Rename "phrase" to "term" everywhere in the lines below, keeping everything else the same.

[start DATA SHOWN]

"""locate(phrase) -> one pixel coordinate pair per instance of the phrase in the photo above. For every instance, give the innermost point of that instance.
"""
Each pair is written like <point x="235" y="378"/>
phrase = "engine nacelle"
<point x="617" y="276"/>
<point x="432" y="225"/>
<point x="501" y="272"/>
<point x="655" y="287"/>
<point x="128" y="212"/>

[end DATA SHOWN]

OUTPUT BELOW →
"""locate(term) -> one pixel coordinate pair per instance of the term in the photo above. For every instance, give the innermost point of that instance.
"""
Each pair is written like <point x="235" y="378"/>
term = "engine nacelle"
<point x="617" y="276"/>
<point x="432" y="225"/>
<point x="501" y="272"/>
<point x="655" y="287"/>
<point x="128" y="212"/>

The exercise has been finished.